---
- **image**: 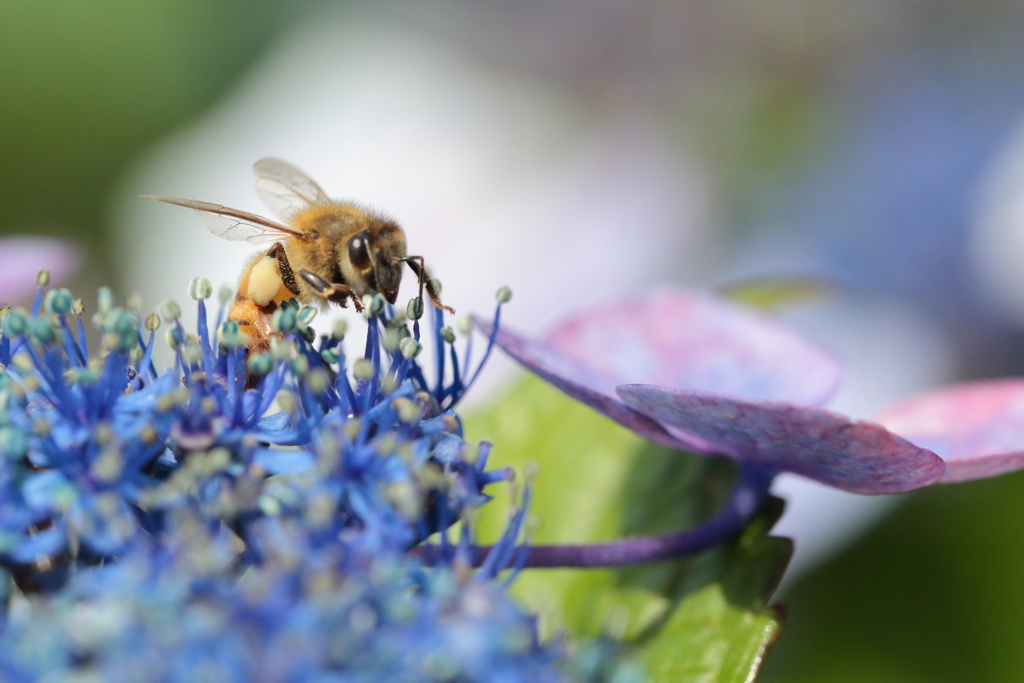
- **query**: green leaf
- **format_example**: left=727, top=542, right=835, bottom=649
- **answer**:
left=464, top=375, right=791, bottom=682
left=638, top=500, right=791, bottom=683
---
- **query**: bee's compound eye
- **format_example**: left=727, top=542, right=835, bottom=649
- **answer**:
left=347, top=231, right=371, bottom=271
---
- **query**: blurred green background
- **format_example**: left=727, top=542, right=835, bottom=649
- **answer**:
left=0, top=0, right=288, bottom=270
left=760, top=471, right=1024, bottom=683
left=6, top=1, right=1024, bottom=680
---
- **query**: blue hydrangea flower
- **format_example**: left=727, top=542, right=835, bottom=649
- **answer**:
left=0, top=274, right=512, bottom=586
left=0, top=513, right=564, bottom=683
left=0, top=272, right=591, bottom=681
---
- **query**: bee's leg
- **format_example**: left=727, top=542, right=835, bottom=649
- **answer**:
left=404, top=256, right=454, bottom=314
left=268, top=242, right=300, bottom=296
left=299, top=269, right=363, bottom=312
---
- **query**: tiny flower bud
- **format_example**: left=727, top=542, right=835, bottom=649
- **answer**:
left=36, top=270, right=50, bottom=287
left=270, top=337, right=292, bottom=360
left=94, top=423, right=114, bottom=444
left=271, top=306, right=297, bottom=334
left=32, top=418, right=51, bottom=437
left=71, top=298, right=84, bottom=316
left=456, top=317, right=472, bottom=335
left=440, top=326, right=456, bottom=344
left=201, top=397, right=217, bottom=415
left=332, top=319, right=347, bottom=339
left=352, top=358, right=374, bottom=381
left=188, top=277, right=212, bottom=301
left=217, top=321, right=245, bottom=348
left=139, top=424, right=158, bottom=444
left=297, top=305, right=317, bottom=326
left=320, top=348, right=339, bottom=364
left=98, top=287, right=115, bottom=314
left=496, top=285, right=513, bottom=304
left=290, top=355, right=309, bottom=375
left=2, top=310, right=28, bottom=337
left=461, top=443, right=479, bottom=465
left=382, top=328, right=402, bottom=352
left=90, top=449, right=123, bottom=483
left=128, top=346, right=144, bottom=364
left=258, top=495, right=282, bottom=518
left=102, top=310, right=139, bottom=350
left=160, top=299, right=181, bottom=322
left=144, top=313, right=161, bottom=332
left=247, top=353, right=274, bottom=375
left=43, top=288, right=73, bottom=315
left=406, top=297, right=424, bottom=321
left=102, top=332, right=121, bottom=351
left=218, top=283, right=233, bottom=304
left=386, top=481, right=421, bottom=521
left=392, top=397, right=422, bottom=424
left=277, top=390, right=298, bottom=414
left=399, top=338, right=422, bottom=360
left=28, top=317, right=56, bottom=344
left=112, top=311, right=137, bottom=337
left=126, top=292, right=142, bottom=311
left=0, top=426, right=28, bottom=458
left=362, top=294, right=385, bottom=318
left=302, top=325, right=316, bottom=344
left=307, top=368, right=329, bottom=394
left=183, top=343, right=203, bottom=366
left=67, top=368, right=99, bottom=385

——————————

**Work required**
Each entry is to be written out again word for word, and any pictures are to be omitted.

**Response to the task**
---
- **image**: 
- **query**: green leaf
- **format_example**: left=727, top=542, right=835, bottom=649
- **answer**:
left=464, top=375, right=791, bottom=682
left=638, top=500, right=791, bottom=683
---
- **query**: bee's compound eye
- **format_example**: left=727, top=542, right=835, bottom=649
- **answer**:
left=347, top=231, right=371, bottom=271
---
- **query**: blurred green background
- **format_example**: left=727, top=542, right=835, bottom=649
- **answer**:
left=0, top=0, right=288, bottom=270
left=760, top=471, right=1024, bottom=683
left=6, top=1, right=1024, bottom=680
---
- **query**: blue hydrangea flower
- **format_example**: left=727, top=542, right=835, bottom=649
- **answer**:
left=0, top=274, right=512, bottom=586
left=0, top=513, right=564, bottom=683
left=0, top=272, right=591, bottom=681
---
- **query**: bee's leg
- **format_example**: left=727, top=542, right=835, bottom=649
- **answer**:
left=404, top=256, right=454, bottom=314
left=268, top=242, right=300, bottom=296
left=299, top=269, right=363, bottom=312
---
- **query**: tiny flower bud
- **format_example**: left=727, top=542, right=835, bottom=649
- **answer**:
left=36, top=270, right=50, bottom=287
left=270, top=337, right=292, bottom=360
left=94, top=423, right=114, bottom=444
left=271, top=306, right=297, bottom=334
left=32, top=418, right=51, bottom=437
left=71, top=298, right=84, bottom=316
left=456, top=317, right=472, bottom=335
left=440, top=326, right=456, bottom=344
left=201, top=397, right=217, bottom=415
left=332, top=319, right=347, bottom=339
left=352, top=358, right=374, bottom=381
left=188, top=277, right=212, bottom=301
left=217, top=321, right=245, bottom=348
left=139, top=424, right=158, bottom=444
left=297, top=305, right=317, bottom=326
left=320, top=348, right=339, bottom=364
left=98, top=287, right=115, bottom=314
left=496, top=285, right=513, bottom=304
left=290, top=355, right=309, bottom=375
left=2, top=310, right=28, bottom=337
left=461, top=443, right=479, bottom=465
left=382, top=328, right=402, bottom=352
left=90, top=449, right=123, bottom=483
left=128, top=346, right=144, bottom=364
left=258, top=495, right=282, bottom=518
left=102, top=310, right=139, bottom=350
left=160, top=299, right=181, bottom=322
left=144, top=313, right=161, bottom=332
left=247, top=353, right=274, bottom=375
left=43, top=288, right=73, bottom=315
left=406, top=297, right=424, bottom=321
left=102, top=332, right=121, bottom=351
left=218, top=283, right=233, bottom=304
left=386, top=481, right=421, bottom=521
left=392, top=397, right=422, bottom=424
left=277, top=390, right=298, bottom=414
left=399, top=338, right=422, bottom=360
left=28, top=317, right=56, bottom=344
left=112, top=311, right=137, bottom=337
left=126, top=292, right=142, bottom=311
left=0, top=426, right=28, bottom=458
left=362, top=294, right=385, bottom=318
left=302, top=325, right=316, bottom=344
left=307, top=368, right=329, bottom=394
left=183, top=343, right=203, bottom=366
left=67, top=368, right=99, bottom=385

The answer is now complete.